Point localization data:
======
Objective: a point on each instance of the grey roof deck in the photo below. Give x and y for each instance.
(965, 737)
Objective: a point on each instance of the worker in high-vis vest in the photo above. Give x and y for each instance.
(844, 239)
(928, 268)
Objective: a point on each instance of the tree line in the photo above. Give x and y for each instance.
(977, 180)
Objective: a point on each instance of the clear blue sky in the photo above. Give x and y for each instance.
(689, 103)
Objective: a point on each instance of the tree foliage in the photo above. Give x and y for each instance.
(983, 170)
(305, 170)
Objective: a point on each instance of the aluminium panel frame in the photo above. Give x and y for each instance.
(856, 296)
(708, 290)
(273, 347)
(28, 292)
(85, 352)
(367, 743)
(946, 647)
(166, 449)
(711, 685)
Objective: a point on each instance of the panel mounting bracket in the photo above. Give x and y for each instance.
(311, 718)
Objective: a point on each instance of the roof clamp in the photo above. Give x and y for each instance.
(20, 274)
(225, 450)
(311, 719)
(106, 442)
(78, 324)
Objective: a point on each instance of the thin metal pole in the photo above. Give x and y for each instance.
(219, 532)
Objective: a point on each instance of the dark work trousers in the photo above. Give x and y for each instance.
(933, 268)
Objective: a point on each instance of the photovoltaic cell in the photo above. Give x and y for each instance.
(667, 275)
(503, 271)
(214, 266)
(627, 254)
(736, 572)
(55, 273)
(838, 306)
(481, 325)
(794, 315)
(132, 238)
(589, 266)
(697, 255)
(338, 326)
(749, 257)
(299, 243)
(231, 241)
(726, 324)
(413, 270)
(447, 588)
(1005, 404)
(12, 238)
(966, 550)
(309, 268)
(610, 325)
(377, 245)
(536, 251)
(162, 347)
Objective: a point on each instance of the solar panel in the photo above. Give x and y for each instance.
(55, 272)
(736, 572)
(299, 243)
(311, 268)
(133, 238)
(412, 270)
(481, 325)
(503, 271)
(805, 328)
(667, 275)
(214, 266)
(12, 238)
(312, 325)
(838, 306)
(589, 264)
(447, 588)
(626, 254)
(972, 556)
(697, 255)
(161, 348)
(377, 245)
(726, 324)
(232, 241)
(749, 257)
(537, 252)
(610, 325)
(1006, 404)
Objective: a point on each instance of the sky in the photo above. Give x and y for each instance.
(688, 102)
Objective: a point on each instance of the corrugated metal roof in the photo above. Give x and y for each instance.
======
Reproduce each entry word for word.

YOUR SOLUTION:
Objective: a point on each instance of the grey roof deck in the photo below. Give x and y for each instance.
(965, 737)
Objective: a point on each instance of the worker in high-vis vest in the photo above. Give x and y for each instance.
(844, 239)
(928, 268)
Objective: a point on each instance of the tree line in the photo above. Give x and y for each instance.
(977, 180)
Objective: a point on each instance of the clear blue sky in the photo above. Give x and y for each instance.
(689, 103)
Objective: a point on each instance of the tree foliage in the photo above. Give x and y for each instance.
(983, 170)
(305, 170)
Objective: a point on each instance of the aluminium panel frame in the photo above. Give x and y for each instance.
(856, 296)
(708, 290)
(273, 347)
(28, 292)
(85, 352)
(367, 743)
(946, 647)
(166, 449)
(711, 685)
Objective: a point on each instance of the panel mounting bracket in the photo above. Give x and y for each instance.
(311, 718)
Objective: a point on each instance of the roof clamp in the photo above. Give x and y for each instance.
(20, 274)
(225, 450)
(311, 719)
(106, 442)
(78, 324)
Objective: a point on each instance of the thin metal pole in the photo above. Give x and y for each instance.
(219, 532)
Objective: a point on each instance of the dark work trousers in the photo above. Give x and y for each instance.
(933, 268)
Objective: a point on each instance of the photovoltaic cell in the photo above. Give x and y for each instance.
(667, 275)
(503, 271)
(214, 266)
(627, 254)
(736, 572)
(55, 273)
(838, 306)
(481, 325)
(794, 315)
(132, 238)
(589, 266)
(697, 255)
(338, 326)
(749, 257)
(299, 243)
(231, 241)
(726, 324)
(413, 270)
(447, 588)
(1005, 404)
(12, 238)
(966, 550)
(309, 268)
(610, 325)
(377, 245)
(536, 251)
(162, 347)
Objective: a point on each instance of the solar panel in the photo above. Give x and y for each instance.
(55, 272)
(736, 572)
(299, 243)
(311, 268)
(133, 238)
(412, 270)
(481, 325)
(503, 271)
(805, 328)
(667, 275)
(214, 266)
(12, 238)
(312, 325)
(838, 306)
(589, 264)
(447, 588)
(626, 254)
(972, 556)
(697, 255)
(161, 348)
(377, 245)
(726, 324)
(232, 241)
(749, 257)
(537, 252)
(610, 325)
(1006, 404)
Objective: a point on each instance of the sky in the photo above. Give x and y for each instance.
(688, 102)
Objective: a point on each instance of the corrugated metal roof in the photo above. Give x and y for each instance.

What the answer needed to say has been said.